▶ _WHAT IS ASKED_:
Reproduce the data exactly.

___ DATASET ENTRIES

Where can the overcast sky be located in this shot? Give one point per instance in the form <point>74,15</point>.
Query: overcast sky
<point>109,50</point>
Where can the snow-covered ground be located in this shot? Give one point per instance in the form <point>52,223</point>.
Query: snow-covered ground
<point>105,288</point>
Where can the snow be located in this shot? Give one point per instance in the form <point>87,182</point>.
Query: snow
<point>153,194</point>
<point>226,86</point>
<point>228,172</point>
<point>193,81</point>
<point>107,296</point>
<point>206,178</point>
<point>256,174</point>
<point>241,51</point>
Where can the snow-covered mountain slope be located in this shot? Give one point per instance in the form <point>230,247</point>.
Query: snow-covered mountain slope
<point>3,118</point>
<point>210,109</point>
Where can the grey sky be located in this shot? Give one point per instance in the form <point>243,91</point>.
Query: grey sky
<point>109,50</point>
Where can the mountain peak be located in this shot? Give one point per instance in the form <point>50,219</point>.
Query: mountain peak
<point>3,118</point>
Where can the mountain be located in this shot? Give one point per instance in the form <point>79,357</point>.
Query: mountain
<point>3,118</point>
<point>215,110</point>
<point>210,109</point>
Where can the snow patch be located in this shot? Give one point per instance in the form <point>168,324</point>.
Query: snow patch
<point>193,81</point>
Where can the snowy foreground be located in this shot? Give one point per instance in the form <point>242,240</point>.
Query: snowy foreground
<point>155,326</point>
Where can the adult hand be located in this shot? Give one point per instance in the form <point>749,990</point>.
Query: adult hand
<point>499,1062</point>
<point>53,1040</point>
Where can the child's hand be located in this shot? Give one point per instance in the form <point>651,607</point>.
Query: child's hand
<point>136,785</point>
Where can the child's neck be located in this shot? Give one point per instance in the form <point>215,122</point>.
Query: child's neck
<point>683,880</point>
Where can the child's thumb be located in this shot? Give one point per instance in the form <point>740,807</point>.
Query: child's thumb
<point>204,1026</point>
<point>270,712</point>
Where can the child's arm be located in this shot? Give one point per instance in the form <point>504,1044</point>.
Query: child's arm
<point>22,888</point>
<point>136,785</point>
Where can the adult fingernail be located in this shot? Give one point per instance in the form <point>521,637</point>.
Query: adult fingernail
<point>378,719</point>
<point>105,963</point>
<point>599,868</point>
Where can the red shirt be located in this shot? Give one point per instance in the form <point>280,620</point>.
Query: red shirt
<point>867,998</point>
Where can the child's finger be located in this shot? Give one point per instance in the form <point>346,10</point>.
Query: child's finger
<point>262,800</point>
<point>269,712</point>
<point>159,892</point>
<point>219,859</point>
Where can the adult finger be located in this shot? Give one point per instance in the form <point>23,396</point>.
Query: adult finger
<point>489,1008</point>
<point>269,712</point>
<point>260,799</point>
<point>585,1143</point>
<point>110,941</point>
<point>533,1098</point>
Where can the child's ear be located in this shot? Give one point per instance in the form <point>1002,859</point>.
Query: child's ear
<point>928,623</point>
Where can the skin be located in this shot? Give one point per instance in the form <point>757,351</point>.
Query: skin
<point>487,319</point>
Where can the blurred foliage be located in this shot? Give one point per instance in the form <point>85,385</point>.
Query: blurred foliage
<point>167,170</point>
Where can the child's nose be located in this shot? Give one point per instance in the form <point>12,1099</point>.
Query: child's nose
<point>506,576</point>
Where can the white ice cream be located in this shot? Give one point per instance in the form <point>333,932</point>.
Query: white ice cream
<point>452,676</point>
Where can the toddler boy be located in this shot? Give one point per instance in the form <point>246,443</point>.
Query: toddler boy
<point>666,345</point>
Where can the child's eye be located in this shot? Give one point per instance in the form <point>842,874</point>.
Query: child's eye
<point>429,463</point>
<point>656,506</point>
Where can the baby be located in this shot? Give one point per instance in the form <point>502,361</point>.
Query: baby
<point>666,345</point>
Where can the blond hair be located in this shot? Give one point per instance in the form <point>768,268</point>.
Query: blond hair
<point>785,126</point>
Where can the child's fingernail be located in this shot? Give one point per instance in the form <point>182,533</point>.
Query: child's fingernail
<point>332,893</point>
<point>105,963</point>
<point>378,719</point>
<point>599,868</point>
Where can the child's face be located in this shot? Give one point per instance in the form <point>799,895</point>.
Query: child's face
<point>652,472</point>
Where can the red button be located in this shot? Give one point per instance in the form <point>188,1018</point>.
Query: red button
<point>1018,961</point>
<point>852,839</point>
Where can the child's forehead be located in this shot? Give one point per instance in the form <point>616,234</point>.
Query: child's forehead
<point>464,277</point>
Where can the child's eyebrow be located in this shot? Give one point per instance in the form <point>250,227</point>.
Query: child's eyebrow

______

▶ _RESULT FOR THIS TASK_:
Where can the overcast sky be located in this shot? Give one point per instance in the form <point>74,15</point>.
Query: overcast sky
<point>109,50</point>
Where can the snow-covered ground be located in this shot? Give one point per instance in the form <point>52,223</point>.
Query: snow-covered ground
<point>105,288</point>
Where can the snow be located in this shot? Give one point per instance in the form <point>87,182</point>.
Query: snow
<point>153,194</point>
<point>226,86</point>
<point>228,172</point>
<point>193,81</point>
<point>107,296</point>
<point>206,178</point>
<point>256,174</point>
<point>241,51</point>
Where can the snow-covered mountain slope be located in this shot? Give one point per instance in the form <point>230,247</point>.
Query: snow-covered mountain slope
<point>3,118</point>
<point>210,109</point>
Where can the grey sky be located in this shot? Give one point per instance in the form <point>243,91</point>.
Query: grey sky
<point>109,50</point>
Where can the mountain peak be located in this shot? Give one point per instance in the form <point>50,219</point>.
Query: mountain peak
<point>3,118</point>
Where can the mountain be located in this shot? Give one point per instance in the form <point>79,357</point>.
Query: mountain
<point>3,118</point>
<point>215,110</point>
<point>210,109</point>
Where can the snow patch be located in this shot? Give one point per instance in the form <point>168,324</point>.
Query: snow patch
<point>193,81</point>
Where can the snowy foreground be located in this shot? Give one point per instance in the form <point>242,240</point>.
Query: snowy foreground
<point>155,326</point>
Where can the adult hand be located in this shot? Give one point per instance in the form <point>749,990</point>.
Query: adult hand
<point>499,1062</point>
<point>53,1040</point>
Where can the child's hand be located in this shot? Give one point per instance in the form <point>651,607</point>.
Query: child's hand
<point>136,785</point>
Where can the child's neck be located in this shot? Give one point per instance in the form <point>215,122</point>.
Query: child's neck
<point>683,880</point>
Where can the child's thumb be located in this shot? Give one point per instance in the form <point>740,807</point>.
Query: child's thumb
<point>204,1026</point>
<point>270,712</point>
Where can the child's arm be located in this shot? Give one point per instance in the form <point>504,1044</point>.
Query: child's arm
<point>22,888</point>
<point>136,785</point>
Where can the adult fingernail be located in this shot? Give one point per instance in the form <point>521,637</point>.
Query: adult fingernail
<point>378,719</point>
<point>105,963</point>
<point>599,868</point>
Where can the red shirt be located in this shot? Give one point per instance in the form <point>280,620</point>.
Query: red shirt
<point>867,998</point>
Where can the child's finger be located in this shot? Give one point per instance in the form <point>346,10</point>.
Query: child's finger
<point>262,800</point>
<point>269,712</point>
<point>159,892</point>
<point>219,859</point>
Where can the adult finger be located in this shot? Give one point per instance in the form <point>23,396</point>.
Query: adult finger
<point>489,1008</point>
<point>269,712</point>
<point>260,799</point>
<point>585,1143</point>
<point>110,941</point>
<point>533,1098</point>
Where can the child's ear be located in this shot? Give one point per instance in the form <point>1002,859</point>.
Query: child's ear
<point>928,623</point>
Where can the skin be located in this shot? Give one point per instance in the form <point>757,351</point>.
Query: skin
<point>487,319</point>
Where can the blurred foliage be located in this shot? Give one point per instance in the form <point>85,385</point>.
Query: blurred foliage
<point>167,170</point>
Where can the child's nose be located in this shot? Give one point per instance in the form <point>12,1099</point>.
Query: child's nose
<point>506,576</point>
Where can the white ice cream be located in this shot? Give one point per instance in the form <point>333,932</point>.
Query: white ice cream
<point>452,676</point>
Where can the toddler boy be located in this shot? Give one point per instance in the form <point>246,443</point>.
Query: toddler boy
<point>666,345</point>
Where can the child's eye be located in this shot? Give one point per instance in the form <point>842,874</point>.
Query: child's eye
<point>429,463</point>
<point>656,506</point>
Where can the baby be located in this shot? Give one point per instance in the form <point>502,361</point>.
Query: baby
<point>666,345</point>
Where can the blond hair be located in this shot? Give one point per instance in the form <point>768,268</point>.
Query: blond hair
<point>785,126</point>
Where can the child's fingernail be located in this shot? Give one point per instance in the form <point>182,533</point>.
Query: child's fingernail
<point>332,893</point>
<point>105,963</point>
<point>378,719</point>
<point>599,868</point>
Where can the child's face be located in this shot? Give one point per instance in the form <point>799,895</point>.
Query: child's face
<point>652,472</point>
Where can the red button be located in this shot? Give one point per instance in the form <point>188,1018</point>.
Query: red button
<point>1018,961</point>
<point>852,839</point>
Where can the child's forehead be located in this shot? Give one point per instance in the form <point>616,234</point>.
Query: child's forehead
<point>464,277</point>
Where can the child's eyebrow be located in this shot? Give one point per instance in the form <point>250,227</point>.
Query: child's eyebrow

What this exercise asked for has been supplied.